■ Vorliegender Textauszug:
==============================
Braucht man eigentlich auch nicht - die kommen (mehr oder weniger ) von selbst.
Laich bleibt gerne mal im Gefieder von Wasservögeln hängen. So transportieren Donald und Daisy gerne mal unabsichtlich auch Barsche von Tümpel zu Tümpel. Selbst kleine Gartenteiche bleiben davon nicht "verschont". So wunderten sich meine Nachbarn letztes Jahr darüber, wie denn ein einzelner "Fisch" in ihren Miniaturtümpel kam. Bemerkt wurde er allerdings erst, als die Pfütze aufgrund akuter Regenarmut austrocknete. 
Man konnte ihn aber noch sehr eindeutig als Barsch identifizieren.

Graser gehören auch m. E. definitiv in kein Gewässer rein!


----------



## Weiher-Neuling (5. Juni 2015)

*AW: Fischweiher gepachtet*

Wow hier läufts ja 

Dachte halt Graser wegen dem Gradbewuchs am Rand und das die Wasserlinsen keine Überhand nehmen. Die Weiher sind fast voll und ich hab nen super Durchfluss in beide Weiher - hab bissl was gebastelt ^^ zudem wurde der Damm aufgeschüttet und ob mit Graswasem bestückt. Sieht super aus.

Gestern war ich am Rhein angeln und hab nen kleinen Wels mit 35cm gefangen als Beifang - der ist jetzt im großen Weiher ^^


----------



## racoon (5. Juni 2015)

*AW: Fischweiher gepachtet*



Weiher-Neuling schrieb:


> Gestern war ich am Rhein angeln und hab nen kleinen Wels mit 35cm gefangen als Beifang - der ist jetzt im großen Weiher ^^


 
Nicht Dein Ernst, oder ?
Gleich mal als ersten Fisch den Top-Räuber in den Tümpel rein #q

Dann sorg jetzt mal dafür, dass er was ordentliches hinter die Kiemen bekommt, vielleicht hast Du ja Glück und es drücken sich ein paar Würmer ins Wasser, damit er was zu futtern hat.


----------



## lausi97 (5. Juni 2015)

*AW: Fischweiher gepachtet*



Weiher-Neuling schrieb:


> Gestern war ich am Rhein angeln und hab nen kleinen Wels mit 35cm gefangen als Beifang - der ist jetzt im großen Weiher ^^



Da kann ich auch nur mit dem Kopf schütteln, ich hätte mir in den Großen 150 St 18-20cm Refo's gesetzt,so für die Pfanne. Und in den Kleinen Köderfische.
==============================
■ Bereitgestelltes Material:
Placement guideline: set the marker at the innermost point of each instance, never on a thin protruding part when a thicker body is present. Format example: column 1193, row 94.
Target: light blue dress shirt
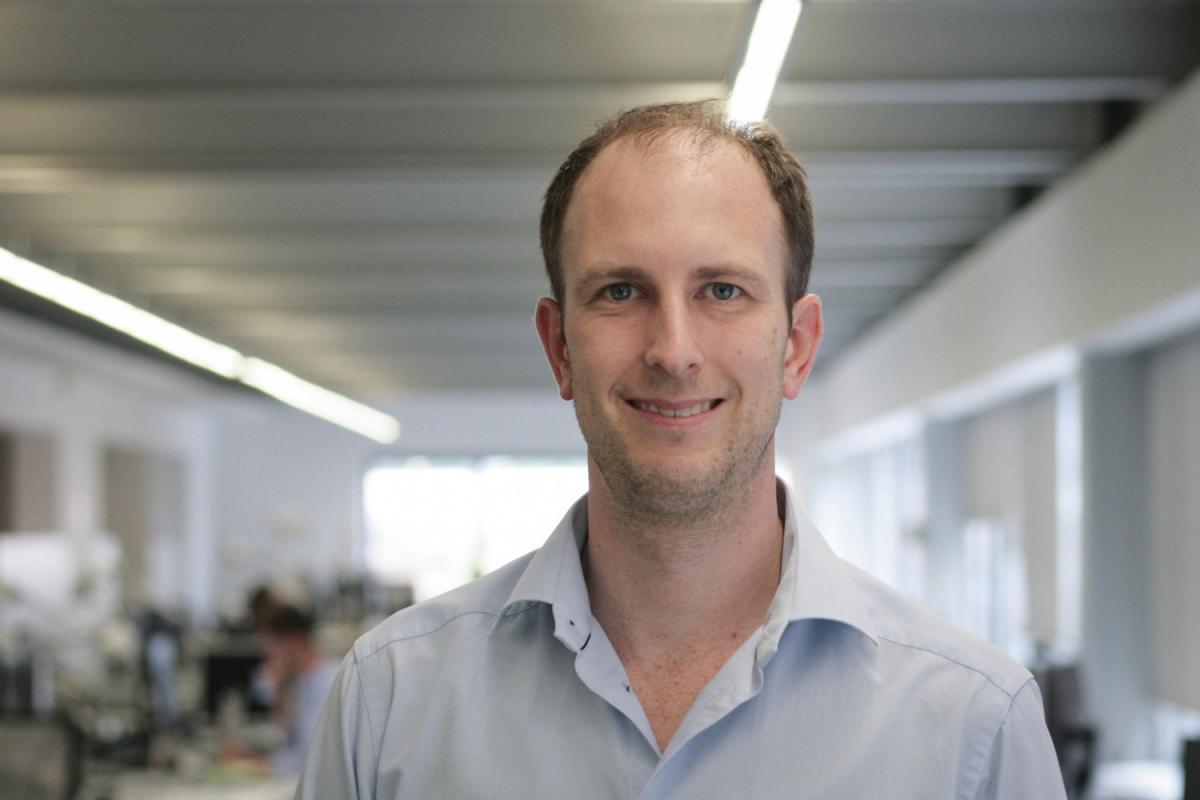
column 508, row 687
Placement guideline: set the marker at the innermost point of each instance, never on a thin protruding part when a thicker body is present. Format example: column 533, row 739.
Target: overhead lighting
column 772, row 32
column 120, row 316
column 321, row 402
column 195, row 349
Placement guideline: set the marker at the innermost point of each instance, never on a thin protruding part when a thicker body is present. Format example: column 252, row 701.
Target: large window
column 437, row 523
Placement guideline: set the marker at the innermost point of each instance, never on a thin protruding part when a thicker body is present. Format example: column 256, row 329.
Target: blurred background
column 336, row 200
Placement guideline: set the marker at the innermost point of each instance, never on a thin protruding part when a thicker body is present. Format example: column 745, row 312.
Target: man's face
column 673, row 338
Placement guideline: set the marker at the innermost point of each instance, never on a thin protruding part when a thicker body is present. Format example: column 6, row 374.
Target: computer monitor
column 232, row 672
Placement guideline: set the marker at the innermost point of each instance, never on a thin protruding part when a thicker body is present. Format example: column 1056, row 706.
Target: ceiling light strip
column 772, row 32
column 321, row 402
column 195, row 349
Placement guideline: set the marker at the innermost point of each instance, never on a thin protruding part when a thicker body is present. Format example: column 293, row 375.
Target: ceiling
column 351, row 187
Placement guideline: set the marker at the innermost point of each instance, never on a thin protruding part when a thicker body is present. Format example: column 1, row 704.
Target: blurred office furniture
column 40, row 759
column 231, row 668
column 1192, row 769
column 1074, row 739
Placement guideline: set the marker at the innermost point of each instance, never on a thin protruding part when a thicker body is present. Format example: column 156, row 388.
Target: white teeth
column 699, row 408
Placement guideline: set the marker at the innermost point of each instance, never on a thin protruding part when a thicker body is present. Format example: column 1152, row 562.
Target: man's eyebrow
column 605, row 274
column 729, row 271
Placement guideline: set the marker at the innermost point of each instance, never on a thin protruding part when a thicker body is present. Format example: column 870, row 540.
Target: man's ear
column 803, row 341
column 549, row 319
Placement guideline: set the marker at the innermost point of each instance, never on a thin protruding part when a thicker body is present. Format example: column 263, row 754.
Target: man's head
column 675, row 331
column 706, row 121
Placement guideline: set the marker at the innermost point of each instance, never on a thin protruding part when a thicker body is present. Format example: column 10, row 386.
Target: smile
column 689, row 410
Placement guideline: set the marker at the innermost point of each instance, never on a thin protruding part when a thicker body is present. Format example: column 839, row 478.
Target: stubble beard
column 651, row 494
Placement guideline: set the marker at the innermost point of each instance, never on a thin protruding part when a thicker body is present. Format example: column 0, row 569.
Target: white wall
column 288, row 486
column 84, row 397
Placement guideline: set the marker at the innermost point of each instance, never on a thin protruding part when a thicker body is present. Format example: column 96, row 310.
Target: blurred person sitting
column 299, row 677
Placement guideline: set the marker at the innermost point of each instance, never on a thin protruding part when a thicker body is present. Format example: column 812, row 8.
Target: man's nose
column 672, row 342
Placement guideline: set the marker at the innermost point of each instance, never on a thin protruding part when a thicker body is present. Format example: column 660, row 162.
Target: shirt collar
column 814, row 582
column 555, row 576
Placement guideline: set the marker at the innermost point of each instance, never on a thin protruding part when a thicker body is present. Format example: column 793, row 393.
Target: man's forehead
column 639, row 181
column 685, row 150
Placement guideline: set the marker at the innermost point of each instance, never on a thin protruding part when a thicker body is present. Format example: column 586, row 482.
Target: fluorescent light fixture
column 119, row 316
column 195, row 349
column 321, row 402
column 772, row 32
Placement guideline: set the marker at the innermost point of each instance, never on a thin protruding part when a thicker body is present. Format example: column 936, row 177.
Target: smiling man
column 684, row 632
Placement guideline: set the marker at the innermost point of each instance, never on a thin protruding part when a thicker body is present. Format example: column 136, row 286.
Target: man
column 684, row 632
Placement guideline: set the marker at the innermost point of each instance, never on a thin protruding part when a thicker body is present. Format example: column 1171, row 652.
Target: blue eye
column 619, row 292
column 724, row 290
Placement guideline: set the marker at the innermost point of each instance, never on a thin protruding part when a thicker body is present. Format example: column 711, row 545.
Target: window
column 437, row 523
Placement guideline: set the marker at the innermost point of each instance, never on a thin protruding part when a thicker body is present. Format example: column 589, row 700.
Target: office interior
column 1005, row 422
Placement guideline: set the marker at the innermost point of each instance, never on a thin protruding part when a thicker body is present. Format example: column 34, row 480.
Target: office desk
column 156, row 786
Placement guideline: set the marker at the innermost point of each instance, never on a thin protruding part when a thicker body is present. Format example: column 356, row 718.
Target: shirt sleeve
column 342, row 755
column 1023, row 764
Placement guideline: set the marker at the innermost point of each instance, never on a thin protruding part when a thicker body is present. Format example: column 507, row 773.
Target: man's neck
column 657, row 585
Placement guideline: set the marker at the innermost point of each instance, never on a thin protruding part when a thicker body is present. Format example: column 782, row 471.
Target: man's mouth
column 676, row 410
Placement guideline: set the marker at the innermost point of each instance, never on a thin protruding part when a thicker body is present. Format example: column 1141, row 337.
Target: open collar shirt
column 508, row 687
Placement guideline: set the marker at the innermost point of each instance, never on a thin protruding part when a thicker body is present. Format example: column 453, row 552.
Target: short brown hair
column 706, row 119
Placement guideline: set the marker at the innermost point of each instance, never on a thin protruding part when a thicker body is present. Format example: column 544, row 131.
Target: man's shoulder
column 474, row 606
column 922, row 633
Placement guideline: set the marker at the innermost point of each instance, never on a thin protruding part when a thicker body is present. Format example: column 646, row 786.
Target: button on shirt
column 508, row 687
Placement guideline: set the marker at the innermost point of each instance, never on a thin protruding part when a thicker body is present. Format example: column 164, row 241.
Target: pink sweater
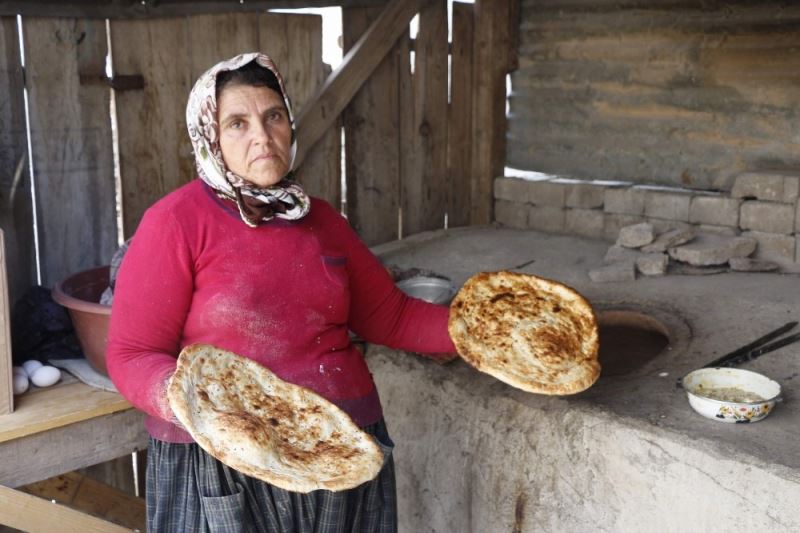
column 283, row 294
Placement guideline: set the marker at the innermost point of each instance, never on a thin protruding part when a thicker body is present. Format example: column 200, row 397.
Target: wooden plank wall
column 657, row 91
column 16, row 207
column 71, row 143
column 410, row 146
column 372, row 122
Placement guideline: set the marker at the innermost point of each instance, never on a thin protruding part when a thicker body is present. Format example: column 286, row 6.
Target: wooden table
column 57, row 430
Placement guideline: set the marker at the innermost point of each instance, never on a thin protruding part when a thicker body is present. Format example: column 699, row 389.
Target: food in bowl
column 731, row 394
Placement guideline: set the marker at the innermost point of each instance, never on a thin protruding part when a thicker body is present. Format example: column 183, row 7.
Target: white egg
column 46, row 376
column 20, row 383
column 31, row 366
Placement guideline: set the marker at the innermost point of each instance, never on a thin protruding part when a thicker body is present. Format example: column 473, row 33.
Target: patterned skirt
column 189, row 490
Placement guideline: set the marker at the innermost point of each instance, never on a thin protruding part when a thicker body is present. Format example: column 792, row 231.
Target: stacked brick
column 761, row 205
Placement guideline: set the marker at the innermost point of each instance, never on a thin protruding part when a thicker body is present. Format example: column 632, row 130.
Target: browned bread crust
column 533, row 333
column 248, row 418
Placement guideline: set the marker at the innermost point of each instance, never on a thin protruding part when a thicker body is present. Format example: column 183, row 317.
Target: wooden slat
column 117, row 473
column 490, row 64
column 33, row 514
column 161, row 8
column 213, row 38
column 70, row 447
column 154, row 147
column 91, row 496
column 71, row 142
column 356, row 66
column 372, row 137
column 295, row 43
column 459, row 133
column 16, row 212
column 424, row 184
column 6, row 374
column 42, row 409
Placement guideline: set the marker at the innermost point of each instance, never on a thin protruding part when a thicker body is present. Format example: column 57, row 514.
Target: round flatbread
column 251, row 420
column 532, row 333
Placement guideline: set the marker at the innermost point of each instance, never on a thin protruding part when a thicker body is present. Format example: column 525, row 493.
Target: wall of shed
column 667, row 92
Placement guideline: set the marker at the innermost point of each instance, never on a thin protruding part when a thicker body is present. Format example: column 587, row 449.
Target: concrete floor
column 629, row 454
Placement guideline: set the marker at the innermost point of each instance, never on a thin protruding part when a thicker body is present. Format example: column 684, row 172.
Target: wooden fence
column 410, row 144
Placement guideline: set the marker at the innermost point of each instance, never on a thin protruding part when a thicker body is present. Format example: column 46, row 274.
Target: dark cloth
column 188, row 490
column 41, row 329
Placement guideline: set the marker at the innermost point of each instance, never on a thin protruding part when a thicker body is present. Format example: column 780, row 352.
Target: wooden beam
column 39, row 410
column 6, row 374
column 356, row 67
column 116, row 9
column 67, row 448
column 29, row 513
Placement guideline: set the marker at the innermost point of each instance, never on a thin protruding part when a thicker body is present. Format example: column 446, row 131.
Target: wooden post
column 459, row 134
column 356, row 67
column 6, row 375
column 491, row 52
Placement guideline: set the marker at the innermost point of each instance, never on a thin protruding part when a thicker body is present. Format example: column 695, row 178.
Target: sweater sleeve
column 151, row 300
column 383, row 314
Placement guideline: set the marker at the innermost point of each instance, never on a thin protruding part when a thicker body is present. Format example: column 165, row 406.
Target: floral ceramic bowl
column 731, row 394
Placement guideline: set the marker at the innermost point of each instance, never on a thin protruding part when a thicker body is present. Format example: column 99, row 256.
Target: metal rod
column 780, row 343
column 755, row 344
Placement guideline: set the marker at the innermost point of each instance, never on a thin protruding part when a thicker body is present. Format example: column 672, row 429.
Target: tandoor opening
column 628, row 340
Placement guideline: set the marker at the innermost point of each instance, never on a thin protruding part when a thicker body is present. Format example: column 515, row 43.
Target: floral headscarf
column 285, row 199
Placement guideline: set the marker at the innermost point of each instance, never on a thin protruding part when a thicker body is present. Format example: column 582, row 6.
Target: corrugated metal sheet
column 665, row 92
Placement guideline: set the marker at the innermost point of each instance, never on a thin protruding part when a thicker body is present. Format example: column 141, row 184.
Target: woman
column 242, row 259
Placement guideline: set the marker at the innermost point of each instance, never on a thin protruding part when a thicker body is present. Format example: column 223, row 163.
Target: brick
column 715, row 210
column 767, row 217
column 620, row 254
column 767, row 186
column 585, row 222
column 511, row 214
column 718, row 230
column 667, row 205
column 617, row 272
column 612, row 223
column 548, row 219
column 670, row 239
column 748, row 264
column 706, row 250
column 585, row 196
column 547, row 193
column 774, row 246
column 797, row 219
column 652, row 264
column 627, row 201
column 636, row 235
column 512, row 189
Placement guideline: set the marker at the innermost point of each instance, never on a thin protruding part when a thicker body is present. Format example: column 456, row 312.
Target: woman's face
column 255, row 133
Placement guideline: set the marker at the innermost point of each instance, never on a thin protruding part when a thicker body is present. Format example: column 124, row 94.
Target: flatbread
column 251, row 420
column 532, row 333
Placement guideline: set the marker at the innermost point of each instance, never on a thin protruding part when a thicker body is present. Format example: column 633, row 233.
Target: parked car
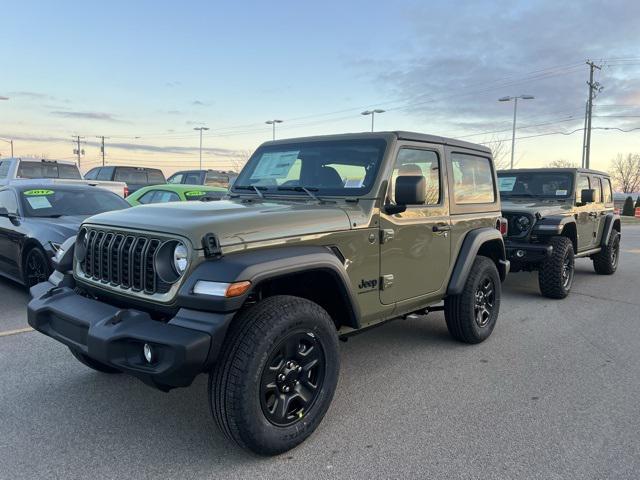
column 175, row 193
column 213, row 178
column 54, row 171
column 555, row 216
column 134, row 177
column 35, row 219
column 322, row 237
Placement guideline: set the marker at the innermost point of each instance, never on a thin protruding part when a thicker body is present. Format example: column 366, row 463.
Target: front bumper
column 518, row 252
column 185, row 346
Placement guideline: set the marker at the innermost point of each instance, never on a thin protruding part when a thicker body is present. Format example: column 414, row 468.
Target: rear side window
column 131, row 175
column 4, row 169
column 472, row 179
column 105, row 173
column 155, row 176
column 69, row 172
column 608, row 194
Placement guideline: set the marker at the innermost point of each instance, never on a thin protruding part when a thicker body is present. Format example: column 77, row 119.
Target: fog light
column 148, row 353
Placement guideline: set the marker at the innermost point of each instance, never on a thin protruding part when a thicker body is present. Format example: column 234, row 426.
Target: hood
==============================
■ Arbeitsaufträge:
- a) Gib den Abschnitt des Textauszugs wieder, der bei „Dachte halt Graser“ beginnt und bei „Sieht super aus.“ endet, und ersetze darin „Wasserlinsen“ durch „Algen“.
- b) Welche Länge hatte laut Textauszug der Wels, den Weiher-Neuling beim Angeln am Rhein gefangen hat?
- c) Zähle alle Benutzernamen auf, die im Textauszug als Überschrift über einem Beitrag stehen.

■ Lösungen:
- a)
Dachte halt Graser wegen dem Gradbewuchs am Rand und das die Algen keine Überhand nehmen. Die Weiher sind fast voll und ich hab nen super Durchfluss in beide Weiher - hab bissl was gebastelt ^^ zudem wurde der Damm aufgeschüttet und ob mit Graswasem bestückt. Sieht super aus.

- b) Der Wels war 35 cm lang.

- c) Weiher-Neuling, racoon, lausi97